-- Begin Data shown --

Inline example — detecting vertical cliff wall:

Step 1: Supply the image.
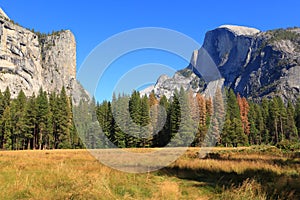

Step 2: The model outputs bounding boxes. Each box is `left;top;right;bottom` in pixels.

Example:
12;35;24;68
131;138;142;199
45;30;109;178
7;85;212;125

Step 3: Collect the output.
0;10;76;98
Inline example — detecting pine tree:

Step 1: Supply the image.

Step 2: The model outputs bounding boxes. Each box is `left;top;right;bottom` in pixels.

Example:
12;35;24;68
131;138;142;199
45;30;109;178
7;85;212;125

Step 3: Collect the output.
221;90;248;146
153;95;171;147
24;94;38;149
237;94;250;135
1;106;13;150
268;98;280;144
11;90;26;150
284;101;298;140
140;96;153;147
36;89;52;149
295;96;300;136
261;97;273;144
192;93;207;146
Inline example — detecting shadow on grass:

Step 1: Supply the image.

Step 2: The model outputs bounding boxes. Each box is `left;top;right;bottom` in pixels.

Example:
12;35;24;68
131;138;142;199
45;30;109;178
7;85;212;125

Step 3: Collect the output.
158;163;300;199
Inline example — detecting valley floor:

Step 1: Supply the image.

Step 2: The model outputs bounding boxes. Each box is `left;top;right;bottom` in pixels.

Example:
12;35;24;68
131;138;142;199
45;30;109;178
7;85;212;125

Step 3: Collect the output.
0;146;300;200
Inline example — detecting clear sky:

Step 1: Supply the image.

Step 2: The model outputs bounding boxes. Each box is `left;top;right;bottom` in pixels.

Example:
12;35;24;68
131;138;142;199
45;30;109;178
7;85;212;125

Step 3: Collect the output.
0;0;300;100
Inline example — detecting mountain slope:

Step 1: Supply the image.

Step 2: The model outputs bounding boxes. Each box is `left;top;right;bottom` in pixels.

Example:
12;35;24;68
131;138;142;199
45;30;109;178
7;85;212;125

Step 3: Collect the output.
147;25;300;101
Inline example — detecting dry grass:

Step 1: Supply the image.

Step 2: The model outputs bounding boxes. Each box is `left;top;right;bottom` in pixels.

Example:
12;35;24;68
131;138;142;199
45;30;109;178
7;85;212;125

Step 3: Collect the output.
0;148;300;199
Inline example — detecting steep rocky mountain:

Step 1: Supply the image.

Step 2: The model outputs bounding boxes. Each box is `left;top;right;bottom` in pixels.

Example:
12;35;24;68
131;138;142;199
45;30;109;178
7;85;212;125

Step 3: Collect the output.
0;9;88;101
144;25;300;101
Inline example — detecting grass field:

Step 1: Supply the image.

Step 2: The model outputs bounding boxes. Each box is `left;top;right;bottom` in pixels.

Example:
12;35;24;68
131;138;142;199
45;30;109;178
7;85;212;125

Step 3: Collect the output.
0;147;300;200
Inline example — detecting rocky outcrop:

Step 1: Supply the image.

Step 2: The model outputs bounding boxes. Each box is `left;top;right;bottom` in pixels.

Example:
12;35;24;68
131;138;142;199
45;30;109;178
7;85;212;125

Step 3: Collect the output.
0;10;76;98
146;25;300;101
194;26;300;101
140;69;204;98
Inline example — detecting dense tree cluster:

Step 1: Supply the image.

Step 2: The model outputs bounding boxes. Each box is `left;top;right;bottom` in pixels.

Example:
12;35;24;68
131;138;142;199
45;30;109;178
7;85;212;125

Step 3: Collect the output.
92;89;300;147
0;88;300;150
0;88;83;150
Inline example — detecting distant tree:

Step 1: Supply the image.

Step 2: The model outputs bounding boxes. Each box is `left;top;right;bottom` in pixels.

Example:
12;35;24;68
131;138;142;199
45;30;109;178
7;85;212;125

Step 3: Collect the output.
284;101;298;140
237;94;250;135
295;96;300;136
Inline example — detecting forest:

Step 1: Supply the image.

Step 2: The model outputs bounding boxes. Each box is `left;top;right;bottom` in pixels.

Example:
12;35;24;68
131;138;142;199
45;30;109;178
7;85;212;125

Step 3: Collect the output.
0;88;300;150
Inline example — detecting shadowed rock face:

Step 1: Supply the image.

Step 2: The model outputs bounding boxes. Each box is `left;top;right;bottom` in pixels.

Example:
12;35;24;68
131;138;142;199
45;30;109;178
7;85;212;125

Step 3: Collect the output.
144;25;300;101
196;26;300;101
0;10;88;101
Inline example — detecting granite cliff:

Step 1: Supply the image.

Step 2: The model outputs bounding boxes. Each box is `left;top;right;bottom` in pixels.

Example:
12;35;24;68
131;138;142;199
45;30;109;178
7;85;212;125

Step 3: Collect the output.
0;10;84;101
144;25;300;101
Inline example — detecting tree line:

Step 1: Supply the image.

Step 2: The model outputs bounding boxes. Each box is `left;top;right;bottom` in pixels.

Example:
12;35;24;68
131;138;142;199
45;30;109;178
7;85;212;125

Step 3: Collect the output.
92;89;300;147
0;87;83;150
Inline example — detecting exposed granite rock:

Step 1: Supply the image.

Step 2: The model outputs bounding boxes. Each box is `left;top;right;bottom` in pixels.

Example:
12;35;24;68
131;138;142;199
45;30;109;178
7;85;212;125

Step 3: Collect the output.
0;10;81;98
145;25;300;101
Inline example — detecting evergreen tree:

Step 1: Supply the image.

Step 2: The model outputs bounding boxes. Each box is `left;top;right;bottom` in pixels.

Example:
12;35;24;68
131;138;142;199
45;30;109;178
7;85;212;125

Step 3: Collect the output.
11;90;27;150
24;94;38;149
36;89;52;149
221;90;248;146
1;106;13;150
285;101;298;140
295;96;300;136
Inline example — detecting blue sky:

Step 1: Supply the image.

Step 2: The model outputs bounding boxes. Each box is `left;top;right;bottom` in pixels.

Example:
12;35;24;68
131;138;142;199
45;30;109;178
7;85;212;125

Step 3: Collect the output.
0;0;300;101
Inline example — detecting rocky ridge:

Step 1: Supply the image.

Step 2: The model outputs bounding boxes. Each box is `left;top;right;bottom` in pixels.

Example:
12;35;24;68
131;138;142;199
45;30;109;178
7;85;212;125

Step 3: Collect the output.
144;25;300;101
0;9;84;101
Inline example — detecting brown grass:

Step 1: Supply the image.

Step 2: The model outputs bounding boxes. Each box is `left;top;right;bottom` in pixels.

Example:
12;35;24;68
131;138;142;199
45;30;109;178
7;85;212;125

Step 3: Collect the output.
0;148;300;199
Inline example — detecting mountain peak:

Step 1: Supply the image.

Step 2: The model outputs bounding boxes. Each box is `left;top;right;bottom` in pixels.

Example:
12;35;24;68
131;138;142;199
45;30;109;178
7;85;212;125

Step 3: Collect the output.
218;25;260;35
0;7;9;19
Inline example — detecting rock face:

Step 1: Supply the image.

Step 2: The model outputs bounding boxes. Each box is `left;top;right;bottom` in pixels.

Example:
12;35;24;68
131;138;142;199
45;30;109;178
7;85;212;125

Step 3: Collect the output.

-- End Data shown --

### Requirement
Give every line of the records above as a Markdown table with the columns "Row" and "Line," numbering the rows and skipping blank lines. Leave the pictures out of the answer.

### Full response
| Row | Line |
|---|---|
| 1 | Inline example — detecting vertical cliff wall: |
| 2 | Step 1: Supply the image. |
| 3 | Step 2: The model outputs bounding boxes. Each box is `left;top;right;bottom` in pixels. |
| 4 | Example: |
| 5 | 12;35;24;68 |
| 6 | 131;138;142;199 |
| 7 | 45;30;109;178 |
| 8 | 7;85;212;125 |
| 9 | Step 3: Collect the output. |
| 10 | 0;10;76;98 |
| 11 | Inline example — detecting pine tree: |
| 12 | Step 1: Supply the image. |
| 13 | Step 2: The model outputs bounding boxes. Each box is `left;top;right;bottom` in pixels. |
| 14 | Example: |
| 15 | 12;35;24;68 |
| 16 | 131;138;142;199 |
| 17 | 45;30;109;178 |
| 18 | 7;85;212;125 |
| 19 | Step 3: Collect the output. |
| 20 | 221;90;248;146 |
| 21 | 153;95;171;147 |
| 22 | 24;94;38;149 |
| 23 | 237;94;250;135 |
| 24 | 1;106;13;150 |
| 25 | 268;98;280;144 |
| 26 | 11;90;26;150 |
| 27 | 284;101;298;140 |
| 28 | 140;96;153;147 |
| 29 | 36;89;52;149 |
| 30 | 295;96;300;136 |
| 31 | 261;97;273;144 |
| 32 | 192;93;207;146 |
| 33 | Inline example — detecting shadow on grass: |
| 34 | Step 1: Supply the image. |
| 35 | Step 2: The model outputs bounding boxes. Each box is `left;top;right;bottom` in pixels. |
| 36 | Example: |
| 37 | 12;35;24;68 |
| 38 | 131;138;142;199 |
| 39 | 45;30;109;178 |
| 40 | 7;85;212;125 |
| 41 | Step 3: Collect the output. |
| 42 | 158;163;300;199 |
| 43 | Inline example — detecting valley floor: |
| 44 | Step 1: Supply the image. |
| 45 | Step 2: The model outputs bounding boxes. Each box is `left;top;right;bottom` in pixels. |
| 46 | Example: |
| 47 | 12;35;24;68 |
| 48 | 131;138;142;199 |
| 49 | 45;30;109;178 |
| 50 | 7;85;212;125 |
| 51 | Step 3: Collect the output. |
| 52 | 0;146;300;200 |
| 53 | Inline example — detecting clear sky: |
| 54 | Step 1: Supply the image. |
| 55 | Step 2: The model outputs bounding boxes. Each box is `left;top;right;bottom` in pixels. |
| 56 | Example: |
| 57 | 12;35;24;68 |
| 58 | 131;138;142;199 |
| 59 | 45;30;109;178 |
| 60 | 7;85;212;125 |
| 61 | Step 3: Collect the output. |
| 62 | 0;0;300;100 |
| 63 | Inline example — detecting mountain slope: |
| 64 | Step 1: Supply the image. |
| 65 | Step 2: The model outputs bounding boxes. Each box is `left;top;right;bottom` in pixels. |
| 66 | Example: |
| 67 | 12;35;24;68 |
| 68 | 131;138;142;199 |
| 69 | 45;30;109;178 |
| 70 | 7;85;212;125 |
| 71 | Step 3: Collect the output. |
| 72 | 147;25;300;101 |
| 73 | Inline example — detecting dry grass: |
| 74 | Step 1: Supply the image. |
| 75 | Step 2: The model outputs bounding boxes. Each box is `left;top;right;bottom` in pixels. |
| 76 | Example: |
| 77 | 12;35;24;68 |
| 78 | 131;138;142;199 |
| 79 | 45;30;109;178 |
| 80 | 7;85;212;125 |
| 81 | Step 3: Collect the output. |
| 82 | 0;148;300;199 |
| 83 | Inline example — detecting steep rocky mountain: |
| 84 | Step 1: Supply the image. |
| 85 | Step 2: The model outputs bounding boxes. Each box is `left;top;right;bottom` in pixels. |
| 86 | Example: |
| 87 | 12;35;24;68 |
| 88 | 131;138;142;199 |
| 89 | 45;30;109;178 |
| 90 | 7;85;212;125 |
| 91 | Step 3: Collect the output. |
| 92 | 0;9;88;101 |
| 93 | 144;25;300;101 |
| 94 | Inline example — detecting grass field: |
| 95 | Step 1: Supply the image. |
| 96 | Step 2: The model outputs bounding boxes. Each box is `left;top;right;bottom` in pixels. |
| 97 | Example: |
| 98 | 12;35;24;68 |
| 99 | 131;138;142;199 |
| 100 | 45;30;109;178 |
| 101 | 7;85;212;125 |
| 102 | Step 3: Collect the output. |
| 103 | 0;147;300;200 |
| 104 | Inline example — detecting rocky outcrop: |
| 105 | Step 1: Supply the image. |
| 106 | Step 2: The model outputs bounding boxes. Each box is `left;top;right;bottom` in pixels. |
| 107 | Example: |
| 108 | 12;35;24;68 |
| 109 | 131;138;142;199 |
| 110 | 45;30;109;178 |
| 111 | 7;85;212;125 |
| 112 | Step 3: Collect the output. |
| 113 | 0;10;76;98 |
| 114 | 146;25;300;101 |
| 115 | 194;26;300;101 |
| 116 | 140;69;204;98 |
| 117 | Inline example — detecting dense tree cluster: |
| 118 | Step 1: Supply the image. |
| 119 | Step 2: The model outputs bounding boxes. Each box is `left;top;right;bottom` in pixels. |
| 120 | Example: |
| 121 | 12;35;24;68 |
| 122 | 131;138;142;199 |
| 123 | 45;30;109;178 |
| 124 | 7;85;212;125 |
| 125 | Step 3: Collect the output. |
| 126 | 92;89;300;147 |
| 127 | 0;88;300;150 |
| 128 | 0;88;83;150 |
| 129 | Inline example — detecting distant tree: |
| 130 | Step 1: Supply the image. |
| 131 | Step 2: The model outputs bounding boxes. Each box is `left;top;right;bottom` in pixels. |
| 132 | Example: |
| 133 | 12;35;24;68 |
| 134 | 131;138;142;199 |
| 135 | 45;30;109;178 |
| 136 | 7;85;212;125 |
| 137 | Step 3: Collect the output. |
| 138 | 284;101;298;140 |
| 139 | 237;94;250;135 |
| 140 | 295;96;300;136 |
| 141 | Inline example — detecting forest: |
| 142 | Step 1: Supply the image. |
| 143 | Step 2: The model outputs bounding boxes. Each box is `left;top;right;bottom` in pixels. |
| 144 | Example: |
| 145 | 12;35;24;68 |
| 146 | 131;138;142;199 |
| 147 | 45;30;109;178 |
| 148 | 7;85;212;125 |
| 149 | Step 3: Collect the output. |
| 150 | 0;88;300;150 |
| 151 | Inline example — detecting shadowed rock face: |
| 152 | Step 1: Supply the image. |
| 153 | Step 2: The model outputs bounding boxes. Each box is `left;top;right;bottom` in pixels. |
| 154 | Example: |
| 155 | 12;35;24;68 |
| 156 | 131;138;142;199 |
| 157 | 45;30;109;178 |
| 158 | 7;85;212;125 |
| 159 | Step 3: Collect the output. |
| 160 | 144;25;300;101 |
| 161 | 196;26;300;101 |
| 162 | 0;10;88;101 |
| 163 | Inline example — detecting granite cliff: |
| 164 | Step 1: Supply the image. |
| 165 | Step 2: The model outputs bounding boxes. Each box is `left;top;right;bottom` in pixels. |
| 166 | Example: |
| 167 | 12;35;24;68 |
| 168 | 131;138;142;199 |
| 169 | 45;30;109;178 |
| 170 | 7;85;212;125 |
| 171 | Step 3: Collect the output. |
| 172 | 0;10;84;101 |
| 173 | 144;25;300;101 |
| 174 | Inline example — detecting tree line: |
| 175 | Step 1: Supply the image. |
| 176 | Step 2: The model outputs bounding boxes. Each box is `left;top;right;bottom` in pixels. |
| 177 | Example: |
| 178 | 12;35;24;68 |
| 179 | 131;138;142;199 |
| 180 | 45;30;109;178 |
| 181 | 7;85;212;125 |
| 182 | Step 3: Collect the output. |
| 183 | 92;89;300;147 |
| 184 | 0;87;83;150 |
| 185 | Inline example — detecting exposed granite rock: |
| 186 | Step 1: Supply the image. |
| 187 | Step 2: The model outputs bounding boxes. Each box is `left;top;right;bottom` in pixels. |
| 188 | Example: |
| 189 | 12;35;24;68 |
| 190 | 131;138;142;199 |
| 191 | 45;30;109;178 |
| 192 | 7;85;212;125 |
| 193 | Step 3: Collect the output. |
| 194 | 0;10;81;98 |
| 195 | 145;25;300;101 |
| 196 | Inline example — detecting evergreen tree: |
| 197 | Step 1: Supply the image. |
| 198 | Step 2: The model outputs bounding boxes. Each box is `left;top;right;bottom` in pixels. |
| 199 | Example: |
| 200 | 12;35;24;68 |
| 201 | 131;138;142;199 |
| 202 | 45;30;109;178 |
| 203 | 7;85;212;125 |
| 204 | Step 3: Collect the output. |
| 205 | 11;90;27;150 |
| 206 | 24;94;38;149 |
| 207 | 36;89;52;149 |
| 208 | 221;90;248;146 |
| 209 | 1;106;13;150 |
| 210 | 285;101;298;140 |
| 211 | 295;96;300;136 |
| 212 | Inline example — detecting blue sky: |
| 213 | Step 1: Supply the image. |
| 214 | Step 2: The model outputs bounding boxes. Each box is `left;top;right;bottom` in pixels. |
| 215 | Example: |
| 216 | 12;35;24;68 |
| 217 | 131;138;142;199 |
| 218 | 45;30;109;178 |
| 219 | 7;85;212;125 |
| 220 | Step 3: Collect the output. |
| 221 | 0;0;300;101 |
| 222 | Inline example — detecting rocky ridge: |
| 223 | Step 1: Supply the image. |
| 224 | Step 2: The model outputs bounding boxes. Each box is `left;top;right;bottom` in pixels. |
| 225 | Example: |
| 226 | 12;35;24;68 |
| 227 | 131;138;142;199 |
| 228 | 45;30;109;178 |
| 229 | 7;85;212;125 |
| 230 | Step 3: Collect the output. |
| 231 | 144;25;300;101 |
| 232 | 0;9;84;101 |
| 233 | Inline example — detecting brown grass: |
| 234 | Step 1: Supply the image. |
| 235 | Step 2: The model outputs bounding boxes. Each box is `left;top;right;bottom` in pixels. |
| 236 | Example: |
| 237 | 12;35;24;68 |
| 238 | 131;138;142;199 |
| 239 | 45;30;109;178 |
| 240 | 7;85;212;125 |
| 241 | Step 3: Collect the output. |
| 242 | 0;148;300;199 |
| 243 | Inline example — detecting mountain peak: |
| 244 | Step 1: Supply the image. |
| 245 | Step 2: The model outputs bounding boxes. Each box is `left;top;right;bottom` in pixels. |
| 246 | Example: |
| 247 | 12;35;24;68 |
| 248 | 131;138;142;199 |
| 249 | 45;30;109;178 |
| 250 | 7;85;212;125 |
| 251 | Step 3: Collect the output. |
| 252 | 218;25;260;35 |
| 253 | 0;7;9;19 |
| 254 | Inline example — detecting rock face: |
| 255 | Step 1: Supply the image. |
| 256 | Step 2: The model outputs bounding boxes. Each box is `left;top;right;bottom` in pixels. |
| 257 | Example: |
| 258 | 12;35;24;68 |
| 259 | 131;138;142;199 |
| 260 | 45;30;109;178 |
| 261 | 7;85;212;125 |
| 262 | Step 3: Collect the output. |